野鳥・旅行・観光・テニスなど趣味の写真ブログ
ROSSさんの大阪ハクナマタタ



所用で山口県の防府市まで行ってきましたので、防府市を紹介しましょう。山口県の市では下関市、山口市、宇部市、周南市、岩国市に次ぐ第6位、114800の人口を持つ市です。

新幹線徳山駅(周南市)と新山口駅(山口市)の中間に位置しているため新幹線の駅はありませんが、車なら新山口駅か徳山駅に20分前後で移動できる位置にあります。そのためJR在来線の列車本数は少なく、特に昼間は極端に少なくなり大変でした

かつては三田尻、中関(なかのせき)などとも呼ばれていますが、周防国の国府が置かれたことから防府と呼ばれるようになったようです。・・・銀座商店街にある「ほうふ昭和館」のみだじり駅プレート

県下最大の下関市と広島市の中間点として、かつては商業都市、交通都市、製塩都市として栄え、都市銀行や企業の支店・営業所も多く設けられていたようですが、近年はかなり都市力が低下しています。・・・ぎんざ通り商店街

現在は旧来からの商店街や門前町が衰退、商業都市としてよりも工業都市としての性格が強いようです。・・・ぎんざ通り商店街にある萩往環の石碑

歴史のある防府市には、観光資源も多くありますが、観光集客にはうまく生かされていないようです。・・・防府天満宮

例えば「扶桑菅廟最初」(日本最初の菅原道真廟という意味)の石碑がある防府天満宮が駅から徒歩圏内にあります。

取り組む課題.
1: 防府市の紹介文から「歴史のある防府市には、観光資源も多くありますが、観光集客にはうまく生かされていないようです。」という一文を英語に訳しなさい。
2: 防府市の紹介文を、最後の一文の後から書き継ぎなさい。

提供資料.

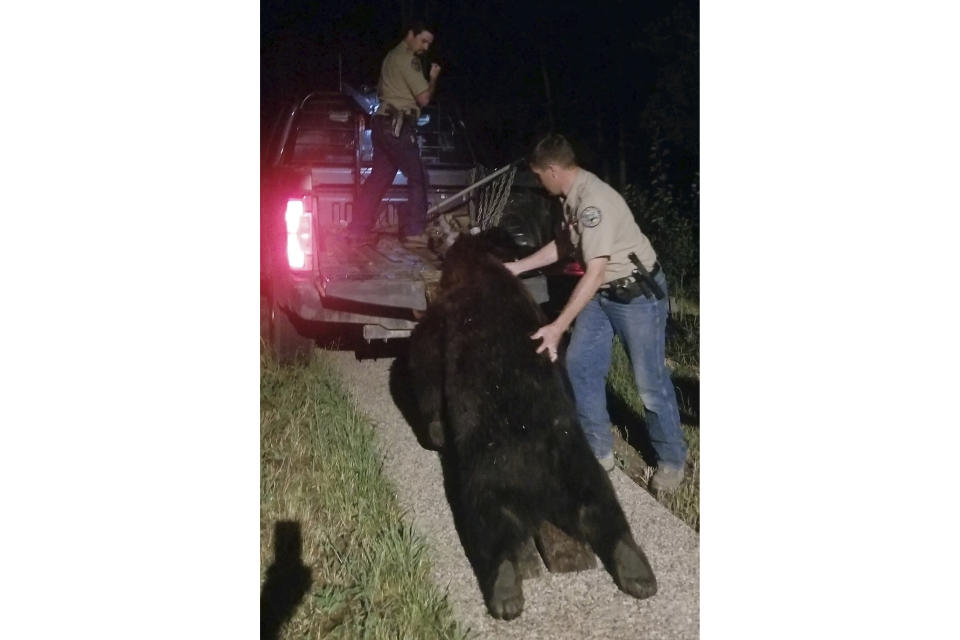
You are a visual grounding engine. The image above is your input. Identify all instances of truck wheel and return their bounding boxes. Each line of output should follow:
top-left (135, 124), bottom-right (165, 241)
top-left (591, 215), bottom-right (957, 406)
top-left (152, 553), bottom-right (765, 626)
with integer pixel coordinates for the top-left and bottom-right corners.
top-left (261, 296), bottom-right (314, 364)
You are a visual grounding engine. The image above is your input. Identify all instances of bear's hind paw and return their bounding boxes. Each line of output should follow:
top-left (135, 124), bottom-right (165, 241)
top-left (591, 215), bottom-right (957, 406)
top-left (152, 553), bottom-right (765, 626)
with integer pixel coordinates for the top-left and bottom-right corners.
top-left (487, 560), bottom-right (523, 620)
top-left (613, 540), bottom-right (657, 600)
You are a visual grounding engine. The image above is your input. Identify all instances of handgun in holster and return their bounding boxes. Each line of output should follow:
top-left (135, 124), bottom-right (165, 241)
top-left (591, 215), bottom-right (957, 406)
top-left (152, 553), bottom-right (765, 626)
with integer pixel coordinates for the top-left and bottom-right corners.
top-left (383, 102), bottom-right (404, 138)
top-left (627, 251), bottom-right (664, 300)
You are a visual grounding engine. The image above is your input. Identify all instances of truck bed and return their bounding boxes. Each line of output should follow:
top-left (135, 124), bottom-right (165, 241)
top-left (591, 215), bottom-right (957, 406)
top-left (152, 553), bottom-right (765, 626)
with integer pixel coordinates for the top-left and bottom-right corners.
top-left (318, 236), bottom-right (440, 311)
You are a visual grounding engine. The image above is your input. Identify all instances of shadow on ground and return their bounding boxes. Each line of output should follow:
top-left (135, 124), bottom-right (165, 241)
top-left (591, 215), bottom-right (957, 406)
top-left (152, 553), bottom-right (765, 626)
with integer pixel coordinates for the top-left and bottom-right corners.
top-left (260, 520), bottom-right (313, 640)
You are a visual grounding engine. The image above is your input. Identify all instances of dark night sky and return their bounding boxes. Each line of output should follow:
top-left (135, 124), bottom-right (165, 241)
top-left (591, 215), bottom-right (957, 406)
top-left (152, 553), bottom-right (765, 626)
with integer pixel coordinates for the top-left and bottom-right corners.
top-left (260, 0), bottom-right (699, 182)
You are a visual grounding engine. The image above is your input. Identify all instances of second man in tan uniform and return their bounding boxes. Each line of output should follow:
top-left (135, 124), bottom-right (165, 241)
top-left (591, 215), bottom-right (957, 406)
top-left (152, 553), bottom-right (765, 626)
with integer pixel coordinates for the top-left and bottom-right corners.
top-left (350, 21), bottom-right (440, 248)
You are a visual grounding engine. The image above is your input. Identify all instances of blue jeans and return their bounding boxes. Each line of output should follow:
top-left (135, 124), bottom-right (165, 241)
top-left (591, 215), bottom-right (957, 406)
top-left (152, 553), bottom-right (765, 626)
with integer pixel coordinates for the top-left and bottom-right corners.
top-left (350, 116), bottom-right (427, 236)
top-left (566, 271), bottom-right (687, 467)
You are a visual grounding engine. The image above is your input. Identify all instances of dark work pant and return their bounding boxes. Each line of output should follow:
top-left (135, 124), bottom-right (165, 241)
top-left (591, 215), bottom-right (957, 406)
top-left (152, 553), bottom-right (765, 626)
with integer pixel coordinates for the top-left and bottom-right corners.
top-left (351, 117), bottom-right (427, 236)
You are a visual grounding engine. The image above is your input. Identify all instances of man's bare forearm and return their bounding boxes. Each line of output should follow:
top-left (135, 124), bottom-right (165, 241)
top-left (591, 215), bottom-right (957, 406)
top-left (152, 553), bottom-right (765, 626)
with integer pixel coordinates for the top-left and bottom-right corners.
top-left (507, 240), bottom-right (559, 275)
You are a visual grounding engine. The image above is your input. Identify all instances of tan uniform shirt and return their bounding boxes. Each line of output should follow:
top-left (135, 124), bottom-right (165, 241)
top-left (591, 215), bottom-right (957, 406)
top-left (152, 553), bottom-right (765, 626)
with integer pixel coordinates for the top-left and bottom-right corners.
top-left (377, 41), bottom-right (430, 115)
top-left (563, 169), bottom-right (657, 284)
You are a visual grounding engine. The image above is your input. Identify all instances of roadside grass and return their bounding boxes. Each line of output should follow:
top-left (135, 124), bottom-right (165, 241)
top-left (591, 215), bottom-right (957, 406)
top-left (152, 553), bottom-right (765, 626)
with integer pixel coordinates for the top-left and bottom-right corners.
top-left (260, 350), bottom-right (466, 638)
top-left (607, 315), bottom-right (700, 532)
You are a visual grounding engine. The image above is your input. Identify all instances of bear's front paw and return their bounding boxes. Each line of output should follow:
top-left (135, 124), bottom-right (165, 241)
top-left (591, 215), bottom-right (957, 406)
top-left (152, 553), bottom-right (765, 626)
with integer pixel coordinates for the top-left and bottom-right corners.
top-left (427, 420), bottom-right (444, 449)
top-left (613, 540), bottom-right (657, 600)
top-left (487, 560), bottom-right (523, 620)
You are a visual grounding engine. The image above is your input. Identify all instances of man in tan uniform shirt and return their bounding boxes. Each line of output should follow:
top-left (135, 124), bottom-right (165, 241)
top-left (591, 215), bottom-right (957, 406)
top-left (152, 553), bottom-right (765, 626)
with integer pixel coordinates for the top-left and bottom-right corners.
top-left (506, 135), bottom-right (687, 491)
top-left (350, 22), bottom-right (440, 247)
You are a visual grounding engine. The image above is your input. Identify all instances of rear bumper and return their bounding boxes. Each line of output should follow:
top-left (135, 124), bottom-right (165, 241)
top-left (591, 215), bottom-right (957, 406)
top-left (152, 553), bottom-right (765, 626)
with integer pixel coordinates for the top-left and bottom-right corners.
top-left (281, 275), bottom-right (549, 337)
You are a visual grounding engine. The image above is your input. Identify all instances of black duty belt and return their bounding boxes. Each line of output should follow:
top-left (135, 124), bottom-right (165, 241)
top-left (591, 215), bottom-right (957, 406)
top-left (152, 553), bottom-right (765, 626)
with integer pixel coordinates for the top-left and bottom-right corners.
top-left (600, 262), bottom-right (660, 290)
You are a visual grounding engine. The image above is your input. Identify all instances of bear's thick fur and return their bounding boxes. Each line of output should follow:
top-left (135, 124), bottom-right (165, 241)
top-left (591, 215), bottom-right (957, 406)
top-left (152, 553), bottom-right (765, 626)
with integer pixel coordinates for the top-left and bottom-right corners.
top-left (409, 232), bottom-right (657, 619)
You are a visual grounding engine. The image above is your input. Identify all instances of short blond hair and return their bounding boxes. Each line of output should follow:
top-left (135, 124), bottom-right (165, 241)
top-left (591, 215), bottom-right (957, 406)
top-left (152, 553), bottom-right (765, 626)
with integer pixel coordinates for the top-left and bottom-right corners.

解答一覧.
1: Hofu, a city with a long history, has many tourist attractions, but they do not seem to be put to good use in drawing visitors.

2:
また、そのすぐ東側には奈良時代全国に設置された国分寺の一つ、周防国分寺が現存、広大な敷地と巨大な木造建築物の金堂(本堂)は重要文化財に指定されています。

さらにその東側に、明治末~大正初期に完成した毛利公爵家の庭園「毛利氏庭園」(重要文化財)が公開されていて、今の季節は紅葉が見事でした。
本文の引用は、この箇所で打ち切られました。